=== TO BE DONE ===
Write out the whole of the material exactly.

[Segmentation dataset excerpts]

## start

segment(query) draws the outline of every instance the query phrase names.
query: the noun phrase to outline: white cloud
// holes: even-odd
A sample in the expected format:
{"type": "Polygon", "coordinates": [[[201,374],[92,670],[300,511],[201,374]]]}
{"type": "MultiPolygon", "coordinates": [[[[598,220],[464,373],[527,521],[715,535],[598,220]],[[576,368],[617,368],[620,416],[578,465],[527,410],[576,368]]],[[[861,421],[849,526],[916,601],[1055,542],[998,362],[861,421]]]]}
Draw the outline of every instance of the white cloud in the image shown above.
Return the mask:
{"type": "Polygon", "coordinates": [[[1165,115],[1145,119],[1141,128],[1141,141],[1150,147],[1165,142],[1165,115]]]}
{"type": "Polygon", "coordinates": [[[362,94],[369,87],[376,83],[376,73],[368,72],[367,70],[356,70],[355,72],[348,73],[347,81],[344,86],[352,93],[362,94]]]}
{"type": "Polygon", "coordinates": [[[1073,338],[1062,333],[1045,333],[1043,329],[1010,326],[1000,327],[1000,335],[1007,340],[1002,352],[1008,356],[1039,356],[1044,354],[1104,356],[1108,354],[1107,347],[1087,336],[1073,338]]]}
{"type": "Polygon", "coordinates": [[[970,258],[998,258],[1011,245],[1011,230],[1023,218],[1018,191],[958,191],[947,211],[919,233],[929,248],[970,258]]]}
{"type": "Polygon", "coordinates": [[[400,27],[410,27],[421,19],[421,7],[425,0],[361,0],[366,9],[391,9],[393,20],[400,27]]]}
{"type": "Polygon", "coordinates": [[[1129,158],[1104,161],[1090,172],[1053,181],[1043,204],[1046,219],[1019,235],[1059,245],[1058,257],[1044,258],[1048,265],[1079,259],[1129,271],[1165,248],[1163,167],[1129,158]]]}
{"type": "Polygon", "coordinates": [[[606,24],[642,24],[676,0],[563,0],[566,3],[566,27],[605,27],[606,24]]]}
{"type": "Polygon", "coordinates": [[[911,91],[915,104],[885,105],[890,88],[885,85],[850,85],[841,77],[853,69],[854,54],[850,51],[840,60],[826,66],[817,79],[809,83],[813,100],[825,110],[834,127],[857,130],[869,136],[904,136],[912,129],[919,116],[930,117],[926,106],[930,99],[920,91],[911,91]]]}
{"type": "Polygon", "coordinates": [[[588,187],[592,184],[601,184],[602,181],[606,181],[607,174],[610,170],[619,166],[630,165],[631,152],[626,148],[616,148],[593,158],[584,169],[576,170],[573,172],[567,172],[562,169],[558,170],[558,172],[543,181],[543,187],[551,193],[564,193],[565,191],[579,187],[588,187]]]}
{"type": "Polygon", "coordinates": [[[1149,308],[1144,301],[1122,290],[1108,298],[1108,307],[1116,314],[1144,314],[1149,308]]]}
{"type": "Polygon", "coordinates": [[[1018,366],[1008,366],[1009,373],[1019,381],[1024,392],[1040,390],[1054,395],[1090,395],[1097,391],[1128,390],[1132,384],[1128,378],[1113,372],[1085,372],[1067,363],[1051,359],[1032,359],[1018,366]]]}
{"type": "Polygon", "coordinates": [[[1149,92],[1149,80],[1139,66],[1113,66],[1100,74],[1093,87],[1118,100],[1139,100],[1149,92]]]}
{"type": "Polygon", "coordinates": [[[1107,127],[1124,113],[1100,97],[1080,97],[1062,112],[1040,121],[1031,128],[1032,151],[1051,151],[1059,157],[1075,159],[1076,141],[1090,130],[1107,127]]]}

## end

=== SOLUTION ===
segment(query) draws the outline of every instance the query phrase names.
query: the noun phrase to outline: white cloud
// holes: even-odd
A sample in the expected format:
{"type": "Polygon", "coordinates": [[[201,374],[92,670],[300,511],[201,374]]]}
{"type": "MultiPolygon", "coordinates": [[[[598,220],[464,373],[527,521],[715,535],[598,220]],[[576,368],[617,368],[620,416],[578,465],[527,410],[576,368]]],[[[861,421],[849,526],[916,601],[1055,542],[998,362],[861,421]]]]}
Draw the outline of every instance of the white cloud in the image shown above.
Return the mask:
{"type": "Polygon", "coordinates": [[[1165,115],[1145,119],[1141,128],[1141,141],[1150,147],[1165,142],[1165,115]]]}
{"type": "Polygon", "coordinates": [[[362,94],[369,87],[376,83],[376,73],[368,72],[367,70],[356,70],[355,72],[348,73],[347,81],[344,86],[352,93],[362,94]]]}
{"type": "Polygon", "coordinates": [[[1073,338],[1062,333],[1045,333],[1043,329],[1010,326],[1000,327],[1000,335],[1007,340],[1002,352],[1008,356],[1039,356],[1044,354],[1104,356],[1108,354],[1107,347],[1087,336],[1073,338]]]}
{"type": "Polygon", "coordinates": [[[970,258],[998,258],[1011,245],[1011,230],[1023,218],[1018,191],[958,191],[947,211],[919,233],[929,248],[970,258]]]}
{"type": "Polygon", "coordinates": [[[400,27],[410,27],[421,19],[421,7],[425,0],[361,0],[366,9],[391,9],[393,20],[400,27]]]}
{"type": "Polygon", "coordinates": [[[1129,158],[1104,161],[1090,172],[1053,181],[1043,204],[1046,219],[1019,235],[1059,245],[1058,257],[1044,258],[1048,265],[1079,259],[1129,271],[1165,248],[1163,167],[1129,158]]]}
{"type": "Polygon", "coordinates": [[[606,24],[642,24],[676,0],[563,0],[566,3],[566,27],[605,27],[606,24]]]}
{"type": "Polygon", "coordinates": [[[911,91],[915,104],[885,105],[890,88],[885,85],[850,85],[841,77],[853,69],[854,54],[850,51],[840,60],[826,66],[817,79],[809,83],[813,100],[825,110],[834,127],[857,130],[869,136],[904,136],[912,129],[919,116],[930,117],[926,106],[930,99],[920,91],[911,91]]]}
{"type": "Polygon", "coordinates": [[[588,187],[592,184],[601,184],[602,181],[606,181],[607,174],[610,170],[619,166],[630,165],[631,152],[626,148],[616,148],[593,158],[584,169],[576,170],[573,172],[567,172],[562,169],[558,170],[558,172],[543,181],[543,187],[551,193],[564,193],[565,191],[579,187],[588,187]]]}
{"type": "Polygon", "coordinates": [[[1149,308],[1144,301],[1122,290],[1108,298],[1108,307],[1116,314],[1144,314],[1149,308]]]}
{"type": "Polygon", "coordinates": [[[1018,366],[1008,366],[1009,373],[1019,381],[1024,392],[1040,390],[1054,395],[1090,395],[1097,391],[1128,390],[1132,384],[1128,378],[1113,372],[1085,372],[1067,363],[1051,359],[1032,359],[1018,366]]]}
{"type": "Polygon", "coordinates": [[[1149,92],[1149,80],[1139,66],[1113,66],[1100,74],[1093,87],[1118,100],[1139,100],[1149,92]]]}
{"type": "Polygon", "coordinates": [[[1107,127],[1124,113],[1100,97],[1080,97],[1062,112],[1040,121],[1031,128],[1032,151],[1051,151],[1059,157],[1075,159],[1076,141],[1090,130],[1107,127]]]}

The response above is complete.